(Data entries)
[BEGIN]
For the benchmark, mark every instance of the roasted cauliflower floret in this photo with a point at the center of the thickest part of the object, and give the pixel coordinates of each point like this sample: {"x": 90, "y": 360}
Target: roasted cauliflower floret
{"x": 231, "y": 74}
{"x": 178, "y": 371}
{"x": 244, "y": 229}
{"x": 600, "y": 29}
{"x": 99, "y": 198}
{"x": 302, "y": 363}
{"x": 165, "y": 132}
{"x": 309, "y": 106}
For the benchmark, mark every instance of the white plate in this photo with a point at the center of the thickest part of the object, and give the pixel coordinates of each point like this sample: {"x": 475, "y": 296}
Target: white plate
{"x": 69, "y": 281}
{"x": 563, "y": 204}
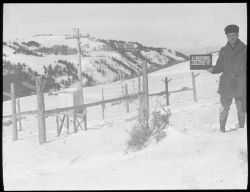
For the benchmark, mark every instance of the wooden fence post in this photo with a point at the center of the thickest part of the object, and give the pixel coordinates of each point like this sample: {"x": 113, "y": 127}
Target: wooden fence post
{"x": 67, "y": 123}
{"x": 74, "y": 121}
{"x": 103, "y": 104}
{"x": 166, "y": 89}
{"x": 194, "y": 87}
{"x": 146, "y": 94}
{"x": 127, "y": 99}
{"x": 18, "y": 111}
{"x": 85, "y": 118}
{"x": 14, "y": 122}
{"x": 41, "y": 111}
{"x": 139, "y": 96}
{"x": 57, "y": 124}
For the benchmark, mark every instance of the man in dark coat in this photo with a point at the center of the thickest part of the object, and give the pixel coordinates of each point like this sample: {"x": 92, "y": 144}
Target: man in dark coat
{"x": 232, "y": 64}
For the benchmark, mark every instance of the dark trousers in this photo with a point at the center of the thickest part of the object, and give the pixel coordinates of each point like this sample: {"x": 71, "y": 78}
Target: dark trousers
{"x": 239, "y": 102}
{"x": 240, "y": 106}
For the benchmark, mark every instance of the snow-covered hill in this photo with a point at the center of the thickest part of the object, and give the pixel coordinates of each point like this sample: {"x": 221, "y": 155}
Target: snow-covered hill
{"x": 193, "y": 155}
{"x": 98, "y": 54}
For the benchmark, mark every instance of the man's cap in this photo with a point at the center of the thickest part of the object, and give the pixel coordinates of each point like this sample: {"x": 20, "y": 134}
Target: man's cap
{"x": 231, "y": 29}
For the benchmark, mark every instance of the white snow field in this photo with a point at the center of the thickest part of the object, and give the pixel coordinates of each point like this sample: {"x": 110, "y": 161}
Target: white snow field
{"x": 193, "y": 155}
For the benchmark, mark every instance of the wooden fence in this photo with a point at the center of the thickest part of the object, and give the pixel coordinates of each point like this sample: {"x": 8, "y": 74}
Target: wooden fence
{"x": 42, "y": 113}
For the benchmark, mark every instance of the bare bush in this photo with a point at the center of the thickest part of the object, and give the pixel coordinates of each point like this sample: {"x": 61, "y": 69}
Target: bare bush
{"x": 141, "y": 134}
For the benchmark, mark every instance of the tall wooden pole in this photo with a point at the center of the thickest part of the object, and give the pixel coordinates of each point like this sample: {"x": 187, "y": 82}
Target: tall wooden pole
{"x": 103, "y": 105}
{"x": 194, "y": 87}
{"x": 127, "y": 99}
{"x": 79, "y": 58}
{"x": 14, "y": 122}
{"x": 166, "y": 89}
{"x": 41, "y": 111}
{"x": 18, "y": 110}
{"x": 146, "y": 94}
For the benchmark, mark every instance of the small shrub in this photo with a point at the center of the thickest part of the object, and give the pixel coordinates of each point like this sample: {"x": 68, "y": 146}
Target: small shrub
{"x": 159, "y": 122}
{"x": 141, "y": 134}
{"x": 138, "y": 137}
{"x": 7, "y": 122}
[END]
**TASK PROMPT**
Can you rewrite all of the material above with "benchmark" replaced by "evaluation" everywhere, keeping everything else the same and leaving out the pictures?

**RESULT OF THIS EXERCISE**
For the evaluation, mark every instance of the roasted cauliflower floret in this photo with a point at the center of the thickest part of the object, and give the pixel coordinates of each point like this sample: {"x": 90, "y": 360}
Target: roasted cauliflower floret
{"x": 231, "y": 74}
{"x": 178, "y": 371}
{"x": 244, "y": 229}
{"x": 600, "y": 29}
{"x": 99, "y": 198}
{"x": 302, "y": 363}
{"x": 165, "y": 132}
{"x": 309, "y": 106}
For the evaluation, mark every instance of the white plate in this photo with a point at the center of the thickest part of the object, and give the pixel coordinates of each point like this sample: {"x": 475, "y": 296}
Target: white plate
{"x": 69, "y": 281}
{"x": 563, "y": 204}
For the evaluation, mark every instance of the wooden fence post in this photo with a point at the center of the thickest part of the object, and give the pixel coordinates of each point like this sample: {"x": 113, "y": 127}
Target: wooden fence post
{"x": 67, "y": 123}
{"x": 74, "y": 121}
{"x": 103, "y": 104}
{"x": 166, "y": 89}
{"x": 194, "y": 87}
{"x": 146, "y": 94}
{"x": 127, "y": 99}
{"x": 18, "y": 111}
{"x": 85, "y": 118}
{"x": 14, "y": 122}
{"x": 41, "y": 111}
{"x": 139, "y": 96}
{"x": 57, "y": 124}
For the evaluation, mark every instance of the man in dark coat in this photo with a point at the center of the thickest part of the object, and give the pixel coordinates of each point like this sample: {"x": 92, "y": 144}
Target: man in dark coat
{"x": 232, "y": 64}
For the evaluation, mark every instance of the dark trousers in this photo with a point at the center of the thickest part of the object, and give the pixel coordinates of each point like this sample: {"x": 71, "y": 78}
Target: dark trousers
{"x": 239, "y": 102}
{"x": 240, "y": 106}
For the evaluation, mark every instance of the snow-covered hill in this photo with a point at the center of the thickest part of the object, and give the pixel coordinates of each point like this sample: {"x": 221, "y": 155}
Target: snow-covered hill
{"x": 193, "y": 155}
{"x": 98, "y": 54}
For the evaluation, mark every instance of the man's cap in this photo with a point at the center of the thickest part of the object, and give the pixel coordinates of each point like this sample: {"x": 20, "y": 134}
Target: man's cap
{"x": 231, "y": 29}
For the evaluation, mark every instance of the white snow field in this photo with a point at the center of the thickest part of the object, and give the pixel coordinates of each point like this sample: {"x": 110, "y": 161}
Target: white snow field
{"x": 193, "y": 155}
For the evaluation, mark every instance of the wooden fence in this photo with a point at the center of the thickest part of the object, and give the pixel coordinates of each point like this sample: {"x": 8, "y": 74}
Target: wooden fence
{"x": 42, "y": 113}
For the evaluation, mark every instance of the bare bush in this photo with a point at the center of the thickest part of the object, and give the pixel coordinates of each point like this sample: {"x": 61, "y": 69}
Target: bare bush
{"x": 141, "y": 134}
For the evaluation, mark every instance of the tall wooden pole in this photo with a point at the center of the thickest part of the object, and give the pixel coordinates of each point like this sample: {"x": 187, "y": 82}
Target: tall wooden pole
{"x": 103, "y": 105}
{"x": 194, "y": 87}
{"x": 127, "y": 99}
{"x": 79, "y": 58}
{"x": 14, "y": 122}
{"x": 166, "y": 89}
{"x": 41, "y": 111}
{"x": 18, "y": 110}
{"x": 146, "y": 94}
For the evaluation, mark every instance of the small shrub in this photo with a point at the center of the thickest part of the object, and give the pixel coordinates of each point like this sample: {"x": 68, "y": 146}
Target: small shrub
{"x": 159, "y": 122}
{"x": 141, "y": 134}
{"x": 138, "y": 137}
{"x": 7, "y": 122}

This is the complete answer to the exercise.